## TASK REQUIREMENTS
Repeat all of the records below word for word, keeping every line as it is.

## MATERIAL PROVIDED
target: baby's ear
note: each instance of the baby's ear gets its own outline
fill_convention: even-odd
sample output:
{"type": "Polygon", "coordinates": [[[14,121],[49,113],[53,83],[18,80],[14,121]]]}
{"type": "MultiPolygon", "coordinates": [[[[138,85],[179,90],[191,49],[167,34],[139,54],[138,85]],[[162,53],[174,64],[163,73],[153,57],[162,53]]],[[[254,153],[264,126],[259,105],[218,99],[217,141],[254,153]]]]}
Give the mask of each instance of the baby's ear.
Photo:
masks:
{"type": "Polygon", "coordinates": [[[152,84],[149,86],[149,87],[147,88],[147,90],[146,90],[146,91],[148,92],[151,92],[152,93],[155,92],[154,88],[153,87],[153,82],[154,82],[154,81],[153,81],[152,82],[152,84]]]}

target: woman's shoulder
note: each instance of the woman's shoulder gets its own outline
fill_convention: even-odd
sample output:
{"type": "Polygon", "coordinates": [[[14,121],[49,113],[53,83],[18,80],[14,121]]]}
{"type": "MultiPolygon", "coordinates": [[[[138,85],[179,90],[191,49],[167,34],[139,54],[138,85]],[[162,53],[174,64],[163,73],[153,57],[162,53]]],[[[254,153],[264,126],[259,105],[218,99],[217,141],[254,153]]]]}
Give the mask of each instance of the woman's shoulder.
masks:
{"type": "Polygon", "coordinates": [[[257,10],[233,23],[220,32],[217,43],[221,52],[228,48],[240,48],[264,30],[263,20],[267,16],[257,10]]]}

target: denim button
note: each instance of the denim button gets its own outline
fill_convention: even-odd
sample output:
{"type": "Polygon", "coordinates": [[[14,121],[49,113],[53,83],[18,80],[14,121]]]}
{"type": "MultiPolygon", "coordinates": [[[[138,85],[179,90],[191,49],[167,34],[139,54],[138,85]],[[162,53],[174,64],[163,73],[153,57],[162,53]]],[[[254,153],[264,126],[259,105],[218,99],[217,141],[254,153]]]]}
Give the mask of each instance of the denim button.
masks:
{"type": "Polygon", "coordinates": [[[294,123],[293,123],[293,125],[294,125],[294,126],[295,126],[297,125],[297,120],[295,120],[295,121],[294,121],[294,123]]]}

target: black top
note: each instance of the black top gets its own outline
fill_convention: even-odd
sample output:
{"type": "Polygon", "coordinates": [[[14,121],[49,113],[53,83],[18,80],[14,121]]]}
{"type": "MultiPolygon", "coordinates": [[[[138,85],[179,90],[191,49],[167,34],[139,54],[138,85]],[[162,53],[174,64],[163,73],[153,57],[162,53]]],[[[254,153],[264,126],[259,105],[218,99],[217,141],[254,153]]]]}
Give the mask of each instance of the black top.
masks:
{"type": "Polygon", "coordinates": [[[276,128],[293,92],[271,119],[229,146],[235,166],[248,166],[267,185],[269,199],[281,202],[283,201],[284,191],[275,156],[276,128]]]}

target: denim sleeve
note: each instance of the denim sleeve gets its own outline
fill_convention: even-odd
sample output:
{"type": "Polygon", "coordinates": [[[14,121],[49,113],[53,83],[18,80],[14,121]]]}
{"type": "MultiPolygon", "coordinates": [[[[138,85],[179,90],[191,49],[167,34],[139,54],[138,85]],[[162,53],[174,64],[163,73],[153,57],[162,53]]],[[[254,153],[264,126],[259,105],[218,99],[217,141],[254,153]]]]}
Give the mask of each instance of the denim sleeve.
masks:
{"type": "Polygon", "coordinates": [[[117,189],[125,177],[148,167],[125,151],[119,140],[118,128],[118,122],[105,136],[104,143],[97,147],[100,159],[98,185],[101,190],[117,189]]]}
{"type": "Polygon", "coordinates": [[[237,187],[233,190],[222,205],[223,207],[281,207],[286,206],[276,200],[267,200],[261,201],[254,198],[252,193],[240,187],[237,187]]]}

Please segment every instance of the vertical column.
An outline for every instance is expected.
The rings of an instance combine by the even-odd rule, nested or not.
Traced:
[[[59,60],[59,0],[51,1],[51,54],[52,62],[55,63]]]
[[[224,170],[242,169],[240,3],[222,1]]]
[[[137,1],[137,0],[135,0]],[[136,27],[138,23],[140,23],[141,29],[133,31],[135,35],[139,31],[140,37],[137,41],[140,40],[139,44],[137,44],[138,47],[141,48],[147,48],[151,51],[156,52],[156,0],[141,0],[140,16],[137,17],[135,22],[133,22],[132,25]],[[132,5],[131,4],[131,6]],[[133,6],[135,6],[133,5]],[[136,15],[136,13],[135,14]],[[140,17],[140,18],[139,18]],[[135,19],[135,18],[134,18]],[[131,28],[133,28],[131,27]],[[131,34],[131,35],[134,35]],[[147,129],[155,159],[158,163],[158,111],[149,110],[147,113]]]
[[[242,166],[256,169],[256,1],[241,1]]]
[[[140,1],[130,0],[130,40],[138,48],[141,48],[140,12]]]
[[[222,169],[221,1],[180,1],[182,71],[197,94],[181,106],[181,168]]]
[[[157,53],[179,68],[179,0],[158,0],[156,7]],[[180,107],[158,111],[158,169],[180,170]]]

## EXERCISE RESULT
target: baby's ear
note: each instance of the baby's ear gets its own outline
fill_convention: even-odd
sample output:
{"type": "Polygon", "coordinates": [[[14,121],[49,113],[53,83],[18,80],[14,121]]]}
{"type": "MultiPolygon", "coordinates": [[[[138,85],[179,90],[191,49],[167,34],[139,54],[138,85]],[[162,53],[174,64],[163,73],[153,57],[162,53]]],[[[254,153],[264,126],[259,105],[218,99],[217,141],[254,153]]]]}
Give the mask of each instance of the baby's ear.
Photo:
masks:
{"type": "Polygon", "coordinates": [[[152,84],[149,86],[149,87],[147,88],[147,90],[146,90],[146,91],[148,92],[151,92],[152,93],[155,92],[154,88],[153,87],[153,82],[154,82],[154,81],[153,81],[152,82],[152,84]]]}

target: woman's shoulder
note: each instance of the woman's shoulder gets its own outline
fill_convention: even-odd
sample output:
{"type": "Polygon", "coordinates": [[[14,121],[49,113],[53,83],[18,80],[14,121]]]}
{"type": "MultiPolygon", "coordinates": [[[[138,85],[179,90],[191,49],[167,34],[139,54],[138,85]],[[162,53],[174,64],[163,73],[153,57],[162,53]]],[[[254,153],[264,126],[259,105],[218,99],[217,141],[254,153]]]]}
Give the mask of each instance of the woman's shoulder.
masks:
{"type": "Polygon", "coordinates": [[[257,10],[233,23],[220,32],[217,43],[221,52],[228,48],[240,48],[264,30],[263,20],[267,16],[257,10]]]}

target: denim button
note: each instance of the denim button gets its own outline
fill_convention: even-odd
sample output:
{"type": "Polygon", "coordinates": [[[14,121],[49,113],[53,83],[18,80],[14,121]]]}
{"type": "MultiPolygon", "coordinates": [[[[138,85],[179,90],[191,49],[167,34],[139,54],[138,85]],[[162,53],[174,64],[163,73],[153,57],[162,53]]],[[[254,153],[264,126],[259,105],[218,99],[217,141],[254,153]]]]}
Give the mask of each instance of the denim button.
masks:
{"type": "Polygon", "coordinates": [[[294,123],[293,123],[293,125],[294,125],[294,126],[295,126],[297,125],[297,120],[295,120],[295,121],[294,121],[294,123]]]}

target: black top
note: each instance of the black top gets its own outline
fill_convention: even-odd
sample output:
{"type": "Polygon", "coordinates": [[[14,121],[49,113],[53,83],[18,80],[14,121]]]}
{"type": "MultiPolygon", "coordinates": [[[[138,85],[179,90],[191,49],[167,34],[139,54],[138,85]],[[162,53],[174,64],[163,73],[153,57],[162,53]]],[[[254,153],[264,126],[259,105],[218,99],[217,141],[254,153]]]]}
Give the mask of each instance of the black top.
masks:
{"type": "Polygon", "coordinates": [[[276,128],[293,92],[271,119],[229,146],[235,166],[248,166],[267,185],[269,199],[281,202],[283,201],[284,191],[275,156],[276,128]]]}

target: denim sleeve
note: each instance of the denim sleeve gets its own outline
fill_convention: even-odd
sample output:
{"type": "Polygon", "coordinates": [[[14,121],[49,113],[53,83],[18,80],[14,121]]]}
{"type": "MultiPolygon", "coordinates": [[[[138,85],[179,90],[191,49],[167,34],[139,54],[138,85]],[[162,53],[174,64],[163,73],[153,57],[162,53]]],[[[254,153],[264,126],[259,105],[218,99],[217,141],[254,153]]]]}
Give the mask of each instance of the denim sleeve.
masks:
{"type": "Polygon", "coordinates": [[[117,189],[125,177],[148,167],[125,151],[119,140],[118,128],[118,122],[105,136],[104,143],[97,147],[100,159],[98,185],[101,190],[117,189]]]}
{"type": "Polygon", "coordinates": [[[237,187],[233,190],[222,205],[223,207],[281,207],[286,206],[276,200],[267,200],[261,201],[254,198],[252,193],[240,187],[237,187]]]}

Please segment every instance of the vertical column.
An outline for every instance is expected.
The rings of an instance combine by the even-odd rule, nested or not.
Traced:
[[[59,60],[59,0],[51,1],[51,54],[52,62],[55,63]]]
[[[224,170],[242,169],[240,3],[222,1]]]
[[[137,1],[137,0],[135,0]],[[136,27],[138,23],[140,23],[141,29],[133,31],[135,35],[139,31],[140,37],[137,41],[140,40],[139,44],[137,44],[138,47],[141,48],[147,48],[151,51],[156,52],[156,0],[141,0],[140,16],[137,17],[135,22],[133,22],[132,25]],[[132,5],[131,4],[131,6]],[[133,6],[135,6],[133,5]],[[136,15],[136,13],[135,14]],[[140,17],[140,18],[139,18]],[[135,19],[135,18],[134,18]],[[131,28],[133,28],[131,27]],[[131,34],[131,35],[134,35]],[[147,129],[155,159],[158,163],[158,111],[149,110],[147,113]]]
[[[242,166],[256,169],[256,1],[241,1]]]
[[[140,1],[130,0],[130,40],[138,48],[141,48],[140,12]]]
[[[222,169],[221,1],[180,1],[182,71],[197,94],[181,106],[181,168]]]
[[[157,53],[179,68],[179,0],[158,0],[156,7]],[[180,107],[158,111],[158,169],[180,170]]]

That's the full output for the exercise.